▸ **RECORD LIST**:

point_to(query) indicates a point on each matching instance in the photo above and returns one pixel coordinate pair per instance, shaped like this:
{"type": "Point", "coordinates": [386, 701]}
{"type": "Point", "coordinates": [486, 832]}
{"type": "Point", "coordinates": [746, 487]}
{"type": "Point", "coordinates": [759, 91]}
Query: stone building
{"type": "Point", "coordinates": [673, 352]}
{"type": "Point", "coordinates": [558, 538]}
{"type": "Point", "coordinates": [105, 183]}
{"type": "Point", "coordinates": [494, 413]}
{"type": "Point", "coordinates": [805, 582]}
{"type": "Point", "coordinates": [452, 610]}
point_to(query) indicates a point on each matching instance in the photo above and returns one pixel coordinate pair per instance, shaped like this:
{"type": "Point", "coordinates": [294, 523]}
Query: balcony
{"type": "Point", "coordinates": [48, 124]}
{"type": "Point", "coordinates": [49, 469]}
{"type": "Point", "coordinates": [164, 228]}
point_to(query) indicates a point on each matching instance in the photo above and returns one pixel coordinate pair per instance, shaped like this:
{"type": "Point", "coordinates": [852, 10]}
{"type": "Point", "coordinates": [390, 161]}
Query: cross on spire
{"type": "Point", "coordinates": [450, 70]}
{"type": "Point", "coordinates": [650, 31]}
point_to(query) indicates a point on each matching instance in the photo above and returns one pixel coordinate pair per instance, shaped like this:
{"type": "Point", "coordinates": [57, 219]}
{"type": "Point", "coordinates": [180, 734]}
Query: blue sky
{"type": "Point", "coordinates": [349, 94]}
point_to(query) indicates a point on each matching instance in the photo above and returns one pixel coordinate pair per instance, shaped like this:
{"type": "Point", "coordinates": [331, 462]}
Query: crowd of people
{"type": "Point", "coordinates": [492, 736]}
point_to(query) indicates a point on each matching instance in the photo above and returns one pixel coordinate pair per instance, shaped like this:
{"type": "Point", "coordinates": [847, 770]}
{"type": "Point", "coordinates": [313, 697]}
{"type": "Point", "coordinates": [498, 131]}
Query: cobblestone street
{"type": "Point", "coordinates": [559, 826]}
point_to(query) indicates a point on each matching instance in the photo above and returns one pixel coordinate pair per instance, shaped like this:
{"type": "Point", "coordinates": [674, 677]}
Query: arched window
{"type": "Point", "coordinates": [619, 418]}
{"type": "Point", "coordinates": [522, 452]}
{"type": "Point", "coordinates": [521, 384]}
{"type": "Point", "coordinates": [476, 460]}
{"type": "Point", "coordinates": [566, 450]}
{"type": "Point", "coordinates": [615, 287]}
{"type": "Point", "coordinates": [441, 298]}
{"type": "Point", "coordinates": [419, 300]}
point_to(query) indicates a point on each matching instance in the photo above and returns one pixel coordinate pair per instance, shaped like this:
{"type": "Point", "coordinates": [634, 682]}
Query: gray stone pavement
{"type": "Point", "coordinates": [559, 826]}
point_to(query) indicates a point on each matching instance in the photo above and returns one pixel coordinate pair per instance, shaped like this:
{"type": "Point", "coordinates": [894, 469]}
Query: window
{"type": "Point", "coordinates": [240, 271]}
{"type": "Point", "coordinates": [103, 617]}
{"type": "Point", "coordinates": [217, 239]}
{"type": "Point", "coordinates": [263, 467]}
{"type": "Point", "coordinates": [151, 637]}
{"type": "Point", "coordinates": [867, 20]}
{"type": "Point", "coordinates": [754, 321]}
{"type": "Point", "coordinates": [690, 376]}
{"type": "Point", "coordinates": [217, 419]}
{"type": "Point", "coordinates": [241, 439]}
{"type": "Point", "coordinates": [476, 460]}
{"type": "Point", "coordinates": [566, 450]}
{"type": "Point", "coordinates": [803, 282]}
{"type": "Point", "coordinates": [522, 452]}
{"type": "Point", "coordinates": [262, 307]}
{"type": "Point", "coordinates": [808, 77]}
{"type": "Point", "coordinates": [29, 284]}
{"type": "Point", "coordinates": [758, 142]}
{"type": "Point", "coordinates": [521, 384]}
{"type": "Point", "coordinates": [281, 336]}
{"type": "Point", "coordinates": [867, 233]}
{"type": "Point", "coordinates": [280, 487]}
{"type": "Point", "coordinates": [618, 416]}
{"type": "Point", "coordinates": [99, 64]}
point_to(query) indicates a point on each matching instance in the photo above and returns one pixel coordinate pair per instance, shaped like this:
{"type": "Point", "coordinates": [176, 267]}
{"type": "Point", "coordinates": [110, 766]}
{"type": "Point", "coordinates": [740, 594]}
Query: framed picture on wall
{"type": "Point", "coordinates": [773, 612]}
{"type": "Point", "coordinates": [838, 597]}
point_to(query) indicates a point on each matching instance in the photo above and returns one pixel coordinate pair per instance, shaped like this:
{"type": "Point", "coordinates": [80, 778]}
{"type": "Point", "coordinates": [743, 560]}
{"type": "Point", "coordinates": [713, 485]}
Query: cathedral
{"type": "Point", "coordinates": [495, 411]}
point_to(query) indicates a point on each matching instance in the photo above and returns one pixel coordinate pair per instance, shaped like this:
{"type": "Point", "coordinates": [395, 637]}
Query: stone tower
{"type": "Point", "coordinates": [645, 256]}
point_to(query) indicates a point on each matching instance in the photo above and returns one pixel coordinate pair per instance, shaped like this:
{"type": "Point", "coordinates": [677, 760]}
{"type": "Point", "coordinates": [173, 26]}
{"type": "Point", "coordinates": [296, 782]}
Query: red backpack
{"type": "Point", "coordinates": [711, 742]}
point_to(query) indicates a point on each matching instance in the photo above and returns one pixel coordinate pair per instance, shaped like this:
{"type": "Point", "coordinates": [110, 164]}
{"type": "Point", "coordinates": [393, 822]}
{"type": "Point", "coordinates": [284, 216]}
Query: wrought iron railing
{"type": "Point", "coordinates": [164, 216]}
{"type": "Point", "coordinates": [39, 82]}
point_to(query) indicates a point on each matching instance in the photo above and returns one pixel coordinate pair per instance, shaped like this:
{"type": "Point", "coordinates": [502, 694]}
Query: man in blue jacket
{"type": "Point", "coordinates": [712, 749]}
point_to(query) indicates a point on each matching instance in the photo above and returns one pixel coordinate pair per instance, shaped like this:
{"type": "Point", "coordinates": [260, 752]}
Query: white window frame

▸ **EXERCISE GOAL**:
Could you reproduce every record above exactly as it appears?

▸ **ANSWER FOR THE TASK**:
point_to(query) indicates a point on each matching instance in the photo above and returns one pixel coordinate pair per instance, shaped like this:
{"type": "Point", "coordinates": [386, 701]}
{"type": "Point", "coordinates": [486, 832]}
{"type": "Point", "coordinates": [746, 487]}
{"type": "Point", "coordinates": [759, 91]}
Query: stone building
{"type": "Point", "coordinates": [673, 352]}
{"type": "Point", "coordinates": [558, 538]}
{"type": "Point", "coordinates": [105, 183]}
{"type": "Point", "coordinates": [494, 413]}
{"type": "Point", "coordinates": [805, 582]}
{"type": "Point", "coordinates": [452, 610]}
point_to(query) indicates a point on each matching instance in the photo above and returns one pixel coordinate pair per instance, shaped like this:
{"type": "Point", "coordinates": [294, 523]}
Query: balcony
{"type": "Point", "coordinates": [48, 124]}
{"type": "Point", "coordinates": [49, 469]}
{"type": "Point", "coordinates": [164, 228]}
point_to(query) indicates a point on each matching instance in the photo above and returns one pixel coordinate pair per instance, shaped like this:
{"type": "Point", "coordinates": [852, 10]}
{"type": "Point", "coordinates": [390, 161]}
Query: cross on spire
{"type": "Point", "coordinates": [450, 70]}
{"type": "Point", "coordinates": [650, 31]}
point_to(query) indicates a point on each matching instance in the photo above and returns one pixel coordinate pair per instance, shaped like this:
{"type": "Point", "coordinates": [57, 219]}
{"type": "Point", "coordinates": [180, 734]}
Query: blue sky
{"type": "Point", "coordinates": [349, 94]}
point_to(query) indicates a point on each matching instance in the photo above and returns one pixel coordinate pair per instance, shaped like this:
{"type": "Point", "coordinates": [331, 462]}
Query: crowd of people
{"type": "Point", "coordinates": [492, 736]}
point_to(query) indicates a point on each matching instance in the photo above and returns one pixel coordinate pair per instance, shaped like this:
{"type": "Point", "coordinates": [847, 770]}
{"type": "Point", "coordinates": [313, 697]}
{"type": "Point", "coordinates": [498, 131]}
Query: cobblestone street
{"type": "Point", "coordinates": [559, 826]}
point_to(query) indicates a point on each matching instance in the photo above and returns one pixel coordinate pair per instance, shaped like this:
{"type": "Point", "coordinates": [674, 677]}
Query: arched window
{"type": "Point", "coordinates": [619, 418]}
{"type": "Point", "coordinates": [522, 452]}
{"type": "Point", "coordinates": [521, 384]}
{"type": "Point", "coordinates": [476, 460]}
{"type": "Point", "coordinates": [566, 450]}
{"type": "Point", "coordinates": [615, 287]}
{"type": "Point", "coordinates": [441, 298]}
{"type": "Point", "coordinates": [419, 300]}
point_to(query) indicates a point on each matching instance in the photo above and returns one pixel coordinate pair per instance, shaped like this:
{"type": "Point", "coordinates": [634, 682]}
Query: gray stone pavement
{"type": "Point", "coordinates": [559, 826]}
point_to(query) indicates a point on each matching instance in the photo above and returns one pixel coordinate pair per instance, shaped like this:
{"type": "Point", "coordinates": [894, 469]}
Query: window
{"type": "Point", "coordinates": [240, 271]}
{"type": "Point", "coordinates": [103, 617]}
{"type": "Point", "coordinates": [217, 239]}
{"type": "Point", "coordinates": [263, 467]}
{"type": "Point", "coordinates": [151, 637]}
{"type": "Point", "coordinates": [867, 20]}
{"type": "Point", "coordinates": [754, 321]}
{"type": "Point", "coordinates": [690, 376]}
{"type": "Point", "coordinates": [217, 419]}
{"type": "Point", "coordinates": [241, 439]}
{"type": "Point", "coordinates": [476, 460]}
{"type": "Point", "coordinates": [566, 450]}
{"type": "Point", "coordinates": [803, 282]}
{"type": "Point", "coordinates": [522, 452]}
{"type": "Point", "coordinates": [262, 307]}
{"type": "Point", "coordinates": [808, 77]}
{"type": "Point", "coordinates": [29, 284]}
{"type": "Point", "coordinates": [758, 142]}
{"type": "Point", "coordinates": [521, 384]}
{"type": "Point", "coordinates": [281, 336]}
{"type": "Point", "coordinates": [867, 233]}
{"type": "Point", "coordinates": [280, 487]}
{"type": "Point", "coordinates": [618, 416]}
{"type": "Point", "coordinates": [99, 64]}
point_to(query) indicates a point on each matching instance in the photo above and returns one pixel coordinate pair per instance, shaped like this:
{"type": "Point", "coordinates": [176, 267]}
{"type": "Point", "coordinates": [110, 766]}
{"type": "Point", "coordinates": [740, 594]}
Query: framed picture on wall
{"type": "Point", "coordinates": [773, 612]}
{"type": "Point", "coordinates": [838, 597]}
point_to(query) indicates a point on each matching instance in the photo above and returns one pixel coordinate pair per instance, shaped like this:
{"type": "Point", "coordinates": [80, 778]}
{"type": "Point", "coordinates": [743, 560]}
{"type": "Point", "coordinates": [713, 485]}
Query: cathedral
{"type": "Point", "coordinates": [495, 411]}
point_to(query) indicates a point on each matching instance in the photo above and returns one pixel coordinate pair per instance, shaped like this:
{"type": "Point", "coordinates": [395, 637]}
Query: stone tower
{"type": "Point", "coordinates": [645, 256]}
point_to(query) indicates a point on each matching instance in the photo above and returns one pixel coordinate pair per instance, shaped like this:
{"type": "Point", "coordinates": [677, 760]}
{"type": "Point", "coordinates": [173, 26]}
{"type": "Point", "coordinates": [296, 782]}
Query: red backpack
{"type": "Point", "coordinates": [711, 742]}
point_to(query) indicates a point on each matching instance in the photo above and returns one pixel coordinate pair per instance, shaped like this:
{"type": "Point", "coordinates": [110, 164]}
{"type": "Point", "coordinates": [393, 822]}
{"type": "Point", "coordinates": [284, 216]}
Query: wrought iron railing
{"type": "Point", "coordinates": [164, 216]}
{"type": "Point", "coordinates": [39, 82]}
point_to(query) indicates a point on each matching instance in the photo above and returns one pixel coordinate pair per instance, shaped like this:
{"type": "Point", "coordinates": [502, 694]}
Query: man in blue jacket
{"type": "Point", "coordinates": [712, 749]}
point_to(query) indicates a point on each matching instance in the photo above and returns one pixel coordinate pair per instance, shaped like this:
{"type": "Point", "coordinates": [260, 752]}
Query: white window frame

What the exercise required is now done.